→ **EXERCISE**: Copy out the entries below, substituting "pale cloud" for "white cloud" and keeping every other character the same.

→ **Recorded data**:
------------------------------

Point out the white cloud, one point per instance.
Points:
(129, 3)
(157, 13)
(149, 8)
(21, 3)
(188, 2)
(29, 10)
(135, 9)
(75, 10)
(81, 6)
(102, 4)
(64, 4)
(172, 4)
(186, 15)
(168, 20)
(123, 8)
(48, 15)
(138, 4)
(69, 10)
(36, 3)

------------------------------

→ **RESPONSE**:
Point out the pale cloud, one point per instance.
Points:
(129, 3)
(157, 13)
(149, 8)
(21, 3)
(188, 2)
(29, 10)
(135, 9)
(75, 10)
(81, 6)
(102, 4)
(64, 4)
(172, 4)
(186, 15)
(168, 20)
(123, 8)
(48, 15)
(138, 4)
(69, 10)
(36, 3)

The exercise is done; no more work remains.